» **INPUT RECORDS**:
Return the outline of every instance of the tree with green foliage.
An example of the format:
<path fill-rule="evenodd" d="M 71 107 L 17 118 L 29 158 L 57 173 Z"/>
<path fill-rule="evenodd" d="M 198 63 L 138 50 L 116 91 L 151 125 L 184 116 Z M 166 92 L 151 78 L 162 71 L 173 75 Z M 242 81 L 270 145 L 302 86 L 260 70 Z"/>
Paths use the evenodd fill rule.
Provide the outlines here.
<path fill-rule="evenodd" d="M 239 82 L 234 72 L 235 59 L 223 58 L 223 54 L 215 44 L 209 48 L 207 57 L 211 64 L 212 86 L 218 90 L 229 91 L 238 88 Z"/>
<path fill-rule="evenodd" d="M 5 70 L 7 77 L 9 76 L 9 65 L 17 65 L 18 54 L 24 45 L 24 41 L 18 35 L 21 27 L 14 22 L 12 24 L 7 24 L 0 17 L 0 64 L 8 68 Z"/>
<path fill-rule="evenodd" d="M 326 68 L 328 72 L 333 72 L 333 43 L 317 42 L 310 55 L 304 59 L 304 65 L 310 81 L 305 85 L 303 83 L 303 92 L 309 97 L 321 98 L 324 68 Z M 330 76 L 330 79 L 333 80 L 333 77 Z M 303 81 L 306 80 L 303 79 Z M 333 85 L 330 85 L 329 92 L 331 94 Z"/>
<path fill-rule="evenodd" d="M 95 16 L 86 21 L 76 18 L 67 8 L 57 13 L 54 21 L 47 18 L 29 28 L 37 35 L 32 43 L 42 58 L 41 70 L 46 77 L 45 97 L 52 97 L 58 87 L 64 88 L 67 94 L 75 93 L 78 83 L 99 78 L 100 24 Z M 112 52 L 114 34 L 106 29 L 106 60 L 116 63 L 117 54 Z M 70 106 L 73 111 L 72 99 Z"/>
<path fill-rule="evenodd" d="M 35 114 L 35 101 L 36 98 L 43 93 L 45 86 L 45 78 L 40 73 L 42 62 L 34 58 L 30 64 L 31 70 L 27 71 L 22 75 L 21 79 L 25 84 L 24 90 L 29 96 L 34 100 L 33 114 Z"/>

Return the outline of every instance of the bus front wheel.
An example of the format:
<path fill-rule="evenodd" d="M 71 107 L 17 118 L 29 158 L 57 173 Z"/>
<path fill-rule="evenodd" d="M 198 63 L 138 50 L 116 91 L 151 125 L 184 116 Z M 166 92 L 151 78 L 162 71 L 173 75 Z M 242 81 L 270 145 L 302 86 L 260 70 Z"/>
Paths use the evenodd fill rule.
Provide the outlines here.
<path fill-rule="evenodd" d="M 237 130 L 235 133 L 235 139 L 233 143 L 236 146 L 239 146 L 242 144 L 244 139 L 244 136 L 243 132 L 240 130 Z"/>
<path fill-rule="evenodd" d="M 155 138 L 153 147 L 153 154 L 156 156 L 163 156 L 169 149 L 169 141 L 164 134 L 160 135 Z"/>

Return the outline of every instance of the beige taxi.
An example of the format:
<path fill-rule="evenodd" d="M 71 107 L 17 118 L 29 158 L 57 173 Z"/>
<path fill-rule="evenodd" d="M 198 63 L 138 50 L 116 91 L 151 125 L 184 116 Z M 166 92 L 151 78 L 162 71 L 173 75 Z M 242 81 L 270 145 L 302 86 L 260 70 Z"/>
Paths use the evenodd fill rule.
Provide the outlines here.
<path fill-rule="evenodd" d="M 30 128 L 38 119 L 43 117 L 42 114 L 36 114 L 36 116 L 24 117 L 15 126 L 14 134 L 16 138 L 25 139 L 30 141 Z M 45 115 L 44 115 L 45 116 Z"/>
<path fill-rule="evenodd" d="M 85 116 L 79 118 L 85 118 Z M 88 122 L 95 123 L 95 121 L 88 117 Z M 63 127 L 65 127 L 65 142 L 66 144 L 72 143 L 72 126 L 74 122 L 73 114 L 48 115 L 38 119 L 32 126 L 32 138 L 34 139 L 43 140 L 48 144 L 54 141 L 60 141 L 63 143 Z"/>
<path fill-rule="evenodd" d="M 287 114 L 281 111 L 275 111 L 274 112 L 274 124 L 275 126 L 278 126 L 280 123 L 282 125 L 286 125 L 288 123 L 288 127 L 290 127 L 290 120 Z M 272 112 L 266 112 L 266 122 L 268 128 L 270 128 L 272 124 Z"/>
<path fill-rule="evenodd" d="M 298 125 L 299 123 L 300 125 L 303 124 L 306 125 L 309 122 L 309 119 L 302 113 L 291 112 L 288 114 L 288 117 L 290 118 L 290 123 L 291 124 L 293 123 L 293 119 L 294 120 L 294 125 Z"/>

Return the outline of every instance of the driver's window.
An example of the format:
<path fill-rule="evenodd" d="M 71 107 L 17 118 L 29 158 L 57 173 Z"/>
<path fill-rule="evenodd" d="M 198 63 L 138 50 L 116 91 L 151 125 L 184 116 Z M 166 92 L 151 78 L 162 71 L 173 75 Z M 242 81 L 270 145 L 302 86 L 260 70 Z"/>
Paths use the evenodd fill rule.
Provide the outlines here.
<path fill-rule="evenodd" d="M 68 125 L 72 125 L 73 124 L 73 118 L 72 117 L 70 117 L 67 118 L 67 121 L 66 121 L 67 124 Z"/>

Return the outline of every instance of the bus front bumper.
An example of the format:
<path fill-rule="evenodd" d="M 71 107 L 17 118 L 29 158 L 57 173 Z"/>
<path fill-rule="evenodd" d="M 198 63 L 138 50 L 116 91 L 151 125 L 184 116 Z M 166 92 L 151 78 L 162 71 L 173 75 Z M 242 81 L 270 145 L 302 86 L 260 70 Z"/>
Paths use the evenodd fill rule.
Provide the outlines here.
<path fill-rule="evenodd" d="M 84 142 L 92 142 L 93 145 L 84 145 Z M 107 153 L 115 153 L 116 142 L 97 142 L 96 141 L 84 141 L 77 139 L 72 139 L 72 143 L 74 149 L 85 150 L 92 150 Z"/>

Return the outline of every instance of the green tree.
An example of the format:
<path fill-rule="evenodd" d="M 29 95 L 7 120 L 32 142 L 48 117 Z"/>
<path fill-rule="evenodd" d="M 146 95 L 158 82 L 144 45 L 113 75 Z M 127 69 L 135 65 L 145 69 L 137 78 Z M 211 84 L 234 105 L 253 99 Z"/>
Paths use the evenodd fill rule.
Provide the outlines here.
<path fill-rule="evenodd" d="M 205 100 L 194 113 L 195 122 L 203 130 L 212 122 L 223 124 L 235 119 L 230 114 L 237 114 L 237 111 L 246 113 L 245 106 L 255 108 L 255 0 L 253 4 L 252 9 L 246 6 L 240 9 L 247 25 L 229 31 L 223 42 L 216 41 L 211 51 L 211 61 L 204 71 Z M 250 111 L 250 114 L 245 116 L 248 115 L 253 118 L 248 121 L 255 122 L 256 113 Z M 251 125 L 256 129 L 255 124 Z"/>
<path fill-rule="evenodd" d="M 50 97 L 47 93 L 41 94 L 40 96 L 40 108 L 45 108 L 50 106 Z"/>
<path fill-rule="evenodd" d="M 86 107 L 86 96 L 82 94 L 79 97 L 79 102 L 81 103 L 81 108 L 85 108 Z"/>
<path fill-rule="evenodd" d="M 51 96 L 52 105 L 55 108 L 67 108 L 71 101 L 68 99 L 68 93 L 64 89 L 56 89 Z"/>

» **WORK REQUIRED**: Render every line of the listing above as a Markdown table with the columns "Index" and "Entry". Number the rows in order and omit blank lines.

» **RESULT OF THE TASK**:
| Index | Entry |
|---|---|
| 1 | Return the outline of every instance of the tree with green foliage. |
| 2 | An example of the format: |
| 3 | <path fill-rule="evenodd" d="M 71 107 L 17 118 L 29 158 L 57 173 Z"/> |
| 4 | <path fill-rule="evenodd" d="M 198 63 L 138 50 L 116 91 L 151 125 L 184 116 Z M 166 92 L 151 78 L 162 71 L 173 75 Z M 242 81 L 270 145 L 302 86 L 260 70 Z"/> |
| 5 | Paths use the evenodd fill rule. |
| 6 | Provide the outlines here. |
| 7 | <path fill-rule="evenodd" d="M 239 82 L 234 72 L 235 59 L 223 58 L 223 54 L 215 44 L 209 48 L 207 57 L 211 64 L 212 86 L 218 90 L 229 91 L 238 88 Z"/> |
| 8 | <path fill-rule="evenodd" d="M 5 70 L 7 77 L 9 76 L 9 65 L 17 65 L 18 54 L 24 45 L 24 41 L 18 35 L 21 27 L 14 22 L 12 24 L 7 24 L 0 17 L 0 64 L 8 68 Z"/> |
| 9 | <path fill-rule="evenodd" d="M 326 68 L 328 72 L 333 72 L 333 43 L 317 42 L 310 55 L 304 59 L 304 65 L 310 81 L 305 85 L 303 83 L 303 92 L 309 97 L 321 98 L 324 68 Z M 330 76 L 330 79 L 333 80 L 333 77 Z M 303 81 L 306 80 L 303 79 Z M 333 85 L 330 85 L 329 92 L 331 94 Z"/> |
| 10 | <path fill-rule="evenodd" d="M 95 16 L 86 21 L 76 18 L 67 8 L 57 13 L 54 21 L 47 18 L 29 28 L 37 35 L 32 43 L 42 58 L 41 70 L 46 77 L 45 97 L 52 97 L 58 87 L 64 88 L 67 94 L 75 93 L 78 83 L 99 78 L 100 24 Z M 112 52 L 114 34 L 106 29 L 106 60 L 116 63 L 117 54 Z M 70 106 L 73 111 L 72 99 Z"/> |
| 11 | <path fill-rule="evenodd" d="M 35 114 L 35 101 L 36 98 L 43 93 L 45 86 L 45 78 L 40 73 L 42 62 L 34 58 L 30 64 L 31 70 L 27 71 L 22 75 L 21 79 L 25 84 L 24 90 L 29 96 L 34 100 L 33 114 Z"/> |
| 12 | Return the outline of every instance of the bus front wheel. |
| 13 | An example of the format: |
| 14 | <path fill-rule="evenodd" d="M 71 107 L 17 118 L 29 158 L 57 173 Z"/> |
| 15 | <path fill-rule="evenodd" d="M 198 63 L 138 50 L 116 91 L 151 125 L 184 116 Z M 166 92 L 151 78 L 162 71 L 173 75 Z M 242 81 L 270 145 L 302 86 L 260 70 Z"/> |
| 16 | Paths use the evenodd fill rule. |
| 17 | Provide the outlines here. |
| 18 | <path fill-rule="evenodd" d="M 237 130 L 235 133 L 235 139 L 233 143 L 236 146 L 239 146 L 242 144 L 244 139 L 244 136 L 243 132 L 240 130 Z"/> |
| 19 | <path fill-rule="evenodd" d="M 155 138 L 153 147 L 153 154 L 156 156 L 163 156 L 169 149 L 169 141 L 164 134 L 160 135 Z"/> |
| 20 | Return the outline of every instance of the beige taxi. |
| 21 | An example of the format: |
| 22 | <path fill-rule="evenodd" d="M 71 107 L 17 118 L 29 158 L 57 173 Z"/> |
| 23 | <path fill-rule="evenodd" d="M 198 63 L 138 50 L 116 91 L 151 125 L 184 116 Z M 166 92 L 151 78 L 162 71 L 173 75 Z M 242 81 L 270 145 L 302 86 L 260 70 Z"/> |
| 24 | Paths use the evenodd fill rule. |
| 25 | Provide the outlines here. |
| 26 | <path fill-rule="evenodd" d="M 30 128 L 38 119 L 43 117 L 42 114 L 36 114 L 36 116 L 24 117 L 15 126 L 14 134 L 16 138 L 25 139 L 30 141 Z M 45 115 L 44 115 L 45 116 Z"/> |
| 27 | <path fill-rule="evenodd" d="M 85 116 L 79 118 L 85 118 Z M 88 122 L 95 123 L 95 121 L 88 117 Z M 63 127 L 65 127 L 65 142 L 66 144 L 72 143 L 72 126 L 74 122 L 73 114 L 48 115 L 38 119 L 32 126 L 32 138 L 34 139 L 43 140 L 48 144 L 54 141 L 60 141 L 63 143 Z"/> |
| 28 | <path fill-rule="evenodd" d="M 287 114 L 281 111 L 275 111 L 274 112 L 274 124 L 275 126 L 278 126 L 280 123 L 282 125 L 286 125 L 288 123 L 288 127 L 290 127 L 290 120 Z M 272 112 L 266 112 L 266 122 L 268 128 L 270 128 L 272 124 Z"/> |
| 29 | <path fill-rule="evenodd" d="M 298 125 L 299 123 L 300 125 L 303 124 L 306 125 L 309 122 L 309 119 L 302 113 L 291 112 L 288 114 L 288 117 L 290 118 L 290 123 L 291 124 L 293 123 L 293 119 L 294 120 L 294 125 Z"/> |
| 30 | Return the outline of every instance of the driver's window. |
| 31 | An example of the format: |
| 32 | <path fill-rule="evenodd" d="M 71 107 L 17 118 L 29 158 L 57 173 Z"/> |
| 33 | <path fill-rule="evenodd" d="M 198 63 L 138 50 L 116 91 L 151 125 L 184 116 Z M 166 92 L 151 78 L 162 71 L 173 75 Z M 242 81 L 270 145 L 302 86 L 260 70 Z"/> |
| 34 | Paths use the evenodd fill rule. |
| 35 | Provide the outlines here. |
| 36 | <path fill-rule="evenodd" d="M 68 125 L 72 125 L 73 124 L 73 118 L 72 117 L 70 117 L 67 118 L 67 121 L 66 121 L 67 124 Z"/> |
| 37 | Return the outline of every instance of the bus front bumper. |
| 38 | An example of the format: |
| 39 | <path fill-rule="evenodd" d="M 71 107 L 17 118 L 29 158 L 57 173 Z"/> |
| 40 | <path fill-rule="evenodd" d="M 198 63 L 138 50 L 116 91 L 151 125 L 184 116 Z M 166 92 L 151 78 L 162 71 L 173 75 Z M 242 81 L 270 145 L 302 86 L 260 70 Z"/> |
| 41 | Paths use the evenodd fill rule. |
| 42 | Provide the outlines here. |
| 43 | <path fill-rule="evenodd" d="M 84 142 L 92 142 L 93 145 L 84 145 Z M 107 153 L 115 153 L 116 142 L 97 142 L 96 141 L 84 141 L 77 139 L 72 139 L 72 143 L 74 149 L 85 150 L 92 150 Z"/> |
| 44 | Return the outline of every instance of the green tree. |
| 45 | An example of the format: |
| 46 | <path fill-rule="evenodd" d="M 29 95 L 7 120 L 32 142 L 48 117 Z"/> |
| 47 | <path fill-rule="evenodd" d="M 146 95 L 158 82 L 144 45 L 113 75 Z M 127 69 L 135 65 L 145 69 L 137 78 Z M 211 84 L 234 105 L 253 99 Z"/> |
| 48 | Paths use the evenodd fill rule. |
| 49 | Provide the outlines here. |
| 50 | <path fill-rule="evenodd" d="M 205 100 L 194 113 L 195 122 L 203 130 L 212 122 L 223 124 L 235 119 L 230 114 L 237 114 L 237 111 L 246 113 L 245 106 L 255 108 L 255 0 L 253 4 L 252 9 L 246 6 L 240 9 L 247 25 L 229 31 L 223 42 L 216 41 L 211 51 L 211 61 L 204 71 Z M 250 111 L 250 114 L 245 116 L 248 115 L 253 118 L 248 121 L 255 122 L 256 113 Z M 251 125 L 256 129 L 255 124 Z"/> |
| 51 | <path fill-rule="evenodd" d="M 50 97 L 47 93 L 41 94 L 40 96 L 40 108 L 45 108 L 50 106 Z"/> |
| 52 | <path fill-rule="evenodd" d="M 86 107 L 86 96 L 82 94 L 79 97 L 79 102 L 81 103 L 81 108 L 85 108 Z"/> |
| 53 | <path fill-rule="evenodd" d="M 51 96 L 52 105 L 55 108 L 67 108 L 71 101 L 68 99 L 68 93 L 64 89 L 56 89 Z"/> |